■ **Extrait du texte**
2. Absence de dispositions autonomes
Comme l’observe le Conseil d’État, section de législation, dans son avis sur le projet d’arrêté royal, l’arrêté royal du 12 septembre 2011 ne contient pas de dispositions autonomes pour la procédure de dialogue compétitif, mais fait, au contraire, usage de dispositions existantes qui sont rendues applicables au dialogue compétitif, à savoir, d’une part, celles énoncées dans la loi du 15 juin 2006 et dans l’arrêté royal du 15 juillet 2011 relatif à la passation des marchés publics dans les secteurs classiques (ci-après, « arrêté royal du 15 juillet 2011 ») et, d’autre part, celles de la loi du 24 décembre 1993 relative aux marchés publics et à certains marchés de travaux, de fournitures et de services (ci-après, « loi du 24 décembre 1993 »). Ces dispositions sont rendues applicables à la procédure de dialogue compétitif sous une forme adaptée selon les modifications prévues par l’arrêté royal du 12 septembre 2011².
3. La fiche explicative de la Commission européenne
Les dispositions adoptées en droit belge organisant la procédure de dialogue compétitif transposent les dispositions pertinentes de la directive européenne 2004/18/CE du Parlement européen et du Conseil du 31 mars 2004 relative à la coordination des procédures de passation des marchés publics de travaux, de fournitures et de services (ci-après, « directive 2004/18/CE »). L’interprétation des dispositions de la directive 2004/18/CE relatives au dialogue compétitif est facilitée par l’adoption, par la Commission européenne, d’une fiche explicative du dialogue compétitif en date du 5 octobre 2005 (ci-après, « fiche explicative »)³.

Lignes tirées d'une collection
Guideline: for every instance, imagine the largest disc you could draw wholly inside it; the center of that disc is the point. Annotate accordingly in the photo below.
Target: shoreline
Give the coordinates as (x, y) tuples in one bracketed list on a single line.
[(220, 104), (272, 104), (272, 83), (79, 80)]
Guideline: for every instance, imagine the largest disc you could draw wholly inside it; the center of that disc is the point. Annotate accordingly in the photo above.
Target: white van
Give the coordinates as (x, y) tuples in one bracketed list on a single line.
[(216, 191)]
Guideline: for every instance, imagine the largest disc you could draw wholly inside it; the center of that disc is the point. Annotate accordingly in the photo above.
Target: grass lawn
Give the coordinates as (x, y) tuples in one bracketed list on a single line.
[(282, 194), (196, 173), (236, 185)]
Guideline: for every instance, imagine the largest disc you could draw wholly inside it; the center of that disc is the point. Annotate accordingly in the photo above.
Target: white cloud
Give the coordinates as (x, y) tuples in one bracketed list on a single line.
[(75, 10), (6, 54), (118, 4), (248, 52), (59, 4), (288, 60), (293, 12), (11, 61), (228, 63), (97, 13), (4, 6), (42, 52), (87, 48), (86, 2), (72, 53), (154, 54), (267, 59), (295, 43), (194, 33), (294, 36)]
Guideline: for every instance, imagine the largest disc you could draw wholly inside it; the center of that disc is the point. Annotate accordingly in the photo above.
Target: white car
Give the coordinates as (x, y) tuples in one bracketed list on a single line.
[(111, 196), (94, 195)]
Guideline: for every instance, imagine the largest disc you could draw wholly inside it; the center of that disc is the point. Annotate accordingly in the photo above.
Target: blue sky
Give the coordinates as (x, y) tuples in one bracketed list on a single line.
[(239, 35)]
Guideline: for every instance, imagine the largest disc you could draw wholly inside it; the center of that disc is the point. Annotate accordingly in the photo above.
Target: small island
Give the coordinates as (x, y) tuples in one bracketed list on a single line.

■ **Travail demandé**
Prolongez l'extrait sur la procédure de dialogue compétitif en droit belge à partir de sa dernière phrase.

■ **Réponse ci-dessous**
4. Une procédure d’infraction de la Commission contre la Belgique est à l’origine de l’entrée en vigueur « anticipée » du dialogue compétitif
Les autorités fédérales belges ont tardé à faire en entrer en vigueur les dispositions de la loi du 15 juin 2006 relatives au dialogue compétitif. Bien que la directive 2004/18/CE énonçât que le délai de transposition expirait le 31 décembre 2006, il a fallu attendre la publication de l’arrêté royal du 12 septembre 2011 pour pouvoir bénéficier en Belgique de la procédure de dialogue compétitif. La lecture du rapport au Roi de l’arrêté royal du 12 septembre 2011 nous informe que cette entrée en vigueur « anticipée » par rapport à l’entrée en vigueur des autres dispositions de la loi du 15 juin 2006 s’explique en raison d’une procédure d’infraction initiée par la Commission européenne contre la Belgique dans le cadre d’un marché public de la Communauté germanophone relatif à un projet de conception, de construction, de financement et de maintenance de nouvelles écoles⁴.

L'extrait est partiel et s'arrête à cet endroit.